**Stated problem**
Quote, word for word, every line starting at the line that contains "Pin the wooden counter" and ending with the last line of the records; include both of these lines and no others.

[START OF Records]

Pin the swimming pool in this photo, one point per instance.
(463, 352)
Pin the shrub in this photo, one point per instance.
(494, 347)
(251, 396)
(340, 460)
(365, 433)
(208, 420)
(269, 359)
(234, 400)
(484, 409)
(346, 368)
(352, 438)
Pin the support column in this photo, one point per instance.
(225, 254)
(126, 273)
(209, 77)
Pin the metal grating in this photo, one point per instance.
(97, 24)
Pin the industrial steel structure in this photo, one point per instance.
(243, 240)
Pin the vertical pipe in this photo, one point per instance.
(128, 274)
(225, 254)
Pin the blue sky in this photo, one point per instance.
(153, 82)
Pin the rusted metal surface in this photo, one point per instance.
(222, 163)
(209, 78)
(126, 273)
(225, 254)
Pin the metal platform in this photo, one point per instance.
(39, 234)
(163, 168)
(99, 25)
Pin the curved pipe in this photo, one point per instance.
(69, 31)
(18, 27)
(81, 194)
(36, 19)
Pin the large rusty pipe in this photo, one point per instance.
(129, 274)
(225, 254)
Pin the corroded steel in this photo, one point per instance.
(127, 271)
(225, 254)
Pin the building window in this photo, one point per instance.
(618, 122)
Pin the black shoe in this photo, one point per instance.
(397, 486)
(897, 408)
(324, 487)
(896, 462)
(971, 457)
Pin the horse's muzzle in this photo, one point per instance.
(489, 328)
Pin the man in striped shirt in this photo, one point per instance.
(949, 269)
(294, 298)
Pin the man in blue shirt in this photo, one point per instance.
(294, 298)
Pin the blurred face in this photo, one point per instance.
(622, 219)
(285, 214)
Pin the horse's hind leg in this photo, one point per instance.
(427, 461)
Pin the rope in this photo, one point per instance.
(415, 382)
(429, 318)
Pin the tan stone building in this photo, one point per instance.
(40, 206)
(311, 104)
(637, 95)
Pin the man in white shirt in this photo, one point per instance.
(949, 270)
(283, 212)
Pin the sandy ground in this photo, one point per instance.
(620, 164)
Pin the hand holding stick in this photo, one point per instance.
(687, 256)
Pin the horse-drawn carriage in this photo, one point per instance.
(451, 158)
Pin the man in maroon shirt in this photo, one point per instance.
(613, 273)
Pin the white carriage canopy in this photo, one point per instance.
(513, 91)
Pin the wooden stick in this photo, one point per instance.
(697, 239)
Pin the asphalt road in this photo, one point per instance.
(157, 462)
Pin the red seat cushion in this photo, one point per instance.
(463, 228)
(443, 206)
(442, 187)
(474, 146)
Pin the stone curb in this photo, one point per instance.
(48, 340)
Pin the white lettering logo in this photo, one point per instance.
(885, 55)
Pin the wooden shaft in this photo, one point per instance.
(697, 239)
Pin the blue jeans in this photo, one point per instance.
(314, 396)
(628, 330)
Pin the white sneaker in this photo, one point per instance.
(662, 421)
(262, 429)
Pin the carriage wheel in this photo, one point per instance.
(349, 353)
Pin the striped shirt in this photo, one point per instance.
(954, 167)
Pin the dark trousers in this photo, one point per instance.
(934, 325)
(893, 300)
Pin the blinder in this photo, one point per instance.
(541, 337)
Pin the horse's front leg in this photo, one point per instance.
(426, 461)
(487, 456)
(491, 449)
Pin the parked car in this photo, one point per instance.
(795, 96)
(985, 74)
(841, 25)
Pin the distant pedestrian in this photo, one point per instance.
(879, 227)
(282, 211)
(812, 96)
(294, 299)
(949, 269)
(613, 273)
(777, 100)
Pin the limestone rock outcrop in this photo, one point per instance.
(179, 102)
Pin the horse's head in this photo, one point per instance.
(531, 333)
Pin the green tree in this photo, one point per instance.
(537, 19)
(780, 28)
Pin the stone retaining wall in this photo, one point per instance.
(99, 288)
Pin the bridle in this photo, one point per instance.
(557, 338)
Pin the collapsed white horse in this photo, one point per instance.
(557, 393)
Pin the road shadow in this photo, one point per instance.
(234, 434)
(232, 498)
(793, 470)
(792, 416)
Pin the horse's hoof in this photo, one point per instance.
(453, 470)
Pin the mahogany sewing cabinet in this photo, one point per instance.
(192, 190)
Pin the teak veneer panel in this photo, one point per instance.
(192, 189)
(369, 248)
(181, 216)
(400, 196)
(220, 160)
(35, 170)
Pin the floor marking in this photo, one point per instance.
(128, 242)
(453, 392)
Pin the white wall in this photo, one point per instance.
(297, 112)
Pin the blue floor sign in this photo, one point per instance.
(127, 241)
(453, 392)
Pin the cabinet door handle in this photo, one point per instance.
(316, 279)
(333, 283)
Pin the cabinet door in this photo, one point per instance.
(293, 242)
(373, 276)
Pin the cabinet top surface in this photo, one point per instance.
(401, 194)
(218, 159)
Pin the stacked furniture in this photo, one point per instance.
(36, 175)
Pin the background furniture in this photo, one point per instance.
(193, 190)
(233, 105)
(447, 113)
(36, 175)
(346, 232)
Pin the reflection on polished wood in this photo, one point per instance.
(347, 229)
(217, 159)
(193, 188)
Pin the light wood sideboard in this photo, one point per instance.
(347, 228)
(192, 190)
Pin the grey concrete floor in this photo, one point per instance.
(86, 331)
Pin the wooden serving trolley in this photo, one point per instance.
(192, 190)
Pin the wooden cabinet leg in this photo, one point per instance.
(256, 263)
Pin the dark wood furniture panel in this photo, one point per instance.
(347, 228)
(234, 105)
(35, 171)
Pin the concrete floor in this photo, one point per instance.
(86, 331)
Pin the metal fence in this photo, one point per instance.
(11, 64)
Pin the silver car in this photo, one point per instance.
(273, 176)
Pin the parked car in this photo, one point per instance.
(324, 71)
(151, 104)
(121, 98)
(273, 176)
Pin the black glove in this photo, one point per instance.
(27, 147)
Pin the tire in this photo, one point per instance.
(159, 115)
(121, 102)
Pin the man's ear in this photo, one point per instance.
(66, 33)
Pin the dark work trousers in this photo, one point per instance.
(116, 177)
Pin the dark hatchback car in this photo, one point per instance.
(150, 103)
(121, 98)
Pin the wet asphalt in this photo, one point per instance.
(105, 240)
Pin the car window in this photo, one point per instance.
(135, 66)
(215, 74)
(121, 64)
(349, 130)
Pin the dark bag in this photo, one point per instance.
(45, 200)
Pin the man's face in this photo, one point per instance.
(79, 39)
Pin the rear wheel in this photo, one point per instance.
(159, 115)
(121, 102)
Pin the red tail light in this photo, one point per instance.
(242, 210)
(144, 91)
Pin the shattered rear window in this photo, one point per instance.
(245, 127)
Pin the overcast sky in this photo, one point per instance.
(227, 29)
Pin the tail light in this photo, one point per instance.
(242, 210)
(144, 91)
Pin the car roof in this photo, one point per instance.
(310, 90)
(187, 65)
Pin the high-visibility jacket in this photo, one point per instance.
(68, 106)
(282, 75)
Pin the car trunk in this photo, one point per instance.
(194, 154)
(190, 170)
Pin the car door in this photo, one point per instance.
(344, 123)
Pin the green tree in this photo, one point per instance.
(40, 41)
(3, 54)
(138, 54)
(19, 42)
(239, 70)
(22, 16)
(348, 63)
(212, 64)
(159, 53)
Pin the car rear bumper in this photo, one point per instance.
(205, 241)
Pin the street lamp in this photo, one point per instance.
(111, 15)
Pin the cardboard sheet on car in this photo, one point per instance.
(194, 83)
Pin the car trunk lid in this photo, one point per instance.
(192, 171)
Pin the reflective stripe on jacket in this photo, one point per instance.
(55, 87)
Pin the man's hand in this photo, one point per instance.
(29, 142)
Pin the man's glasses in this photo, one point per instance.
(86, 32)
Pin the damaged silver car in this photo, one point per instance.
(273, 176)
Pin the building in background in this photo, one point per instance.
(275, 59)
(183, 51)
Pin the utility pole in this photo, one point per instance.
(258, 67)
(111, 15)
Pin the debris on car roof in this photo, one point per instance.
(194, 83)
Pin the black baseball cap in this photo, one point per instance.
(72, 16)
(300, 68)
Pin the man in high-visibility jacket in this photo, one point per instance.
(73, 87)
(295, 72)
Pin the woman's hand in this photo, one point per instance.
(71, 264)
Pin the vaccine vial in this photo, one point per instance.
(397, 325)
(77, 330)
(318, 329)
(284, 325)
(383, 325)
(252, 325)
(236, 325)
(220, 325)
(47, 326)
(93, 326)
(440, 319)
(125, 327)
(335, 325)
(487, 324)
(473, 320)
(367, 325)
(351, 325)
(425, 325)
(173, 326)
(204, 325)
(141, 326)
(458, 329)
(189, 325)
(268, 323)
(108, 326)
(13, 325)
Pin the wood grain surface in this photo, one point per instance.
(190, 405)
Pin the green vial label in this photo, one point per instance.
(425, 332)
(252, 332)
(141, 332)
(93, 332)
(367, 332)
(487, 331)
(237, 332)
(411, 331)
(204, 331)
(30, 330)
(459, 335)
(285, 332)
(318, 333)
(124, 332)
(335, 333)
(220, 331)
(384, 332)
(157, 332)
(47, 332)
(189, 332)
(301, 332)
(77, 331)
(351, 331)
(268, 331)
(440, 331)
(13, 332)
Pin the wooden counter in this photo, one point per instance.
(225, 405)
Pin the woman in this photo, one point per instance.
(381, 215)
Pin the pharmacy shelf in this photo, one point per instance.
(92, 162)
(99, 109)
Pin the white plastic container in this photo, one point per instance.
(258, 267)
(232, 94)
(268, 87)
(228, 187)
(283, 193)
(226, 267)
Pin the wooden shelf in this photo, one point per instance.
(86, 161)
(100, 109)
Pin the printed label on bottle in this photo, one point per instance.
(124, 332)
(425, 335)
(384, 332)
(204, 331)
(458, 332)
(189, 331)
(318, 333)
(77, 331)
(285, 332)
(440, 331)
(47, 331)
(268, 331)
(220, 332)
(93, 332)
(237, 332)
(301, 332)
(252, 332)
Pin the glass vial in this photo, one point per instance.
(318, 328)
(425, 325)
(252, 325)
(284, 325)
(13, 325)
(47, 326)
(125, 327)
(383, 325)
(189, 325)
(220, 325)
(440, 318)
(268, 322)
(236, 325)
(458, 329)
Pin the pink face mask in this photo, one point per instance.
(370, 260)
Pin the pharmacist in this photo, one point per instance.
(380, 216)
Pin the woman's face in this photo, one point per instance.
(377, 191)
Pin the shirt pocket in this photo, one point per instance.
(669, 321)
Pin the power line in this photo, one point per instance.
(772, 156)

[END OF Records]

**Full output**
Pin the wooden counter in this photo, one point per instance.
(225, 405)
Pin the woman in this photo, one point per instance.
(381, 215)
Pin the pharmacy shelf in this photo, one point per instance.
(92, 162)
(99, 109)
Pin the white plastic container in this photo, one point per instance.
(258, 267)
(232, 94)
(268, 87)
(228, 187)
(283, 193)
(226, 267)
Pin the wooden shelf in this photo, one point per instance.
(86, 161)
(100, 109)
Pin the printed label on bottle in this photo, one point per instance.
(124, 332)
(425, 335)
(384, 332)
(204, 331)
(458, 332)
(189, 331)
(318, 333)
(77, 331)
(285, 332)
(440, 331)
(47, 331)
(268, 331)
(220, 332)
(93, 332)
(237, 332)
(301, 332)
(252, 332)
Pin the glass vial in this photo, one point per instance.
(318, 328)
(425, 325)
(252, 325)
(284, 325)
(13, 325)
(47, 326)
(125, 327)
(383, 325)
(189, 325)
(220, 325)
(440, 318)
(268, 322)
(236, 325)
(458, 329)
Pin the pink face mask in this photo, one point per instance.
(370, 260)
Pin the pharmacist in this photo, one point per instance.
(380, 216)
Pin the woman's face in this photo, one point per instance.
(377, 191)
Pin the shirt pocket in this photo, one point per instance.
(669, 321)
Pin the power line in this photo, one point per instance.
(772, 156)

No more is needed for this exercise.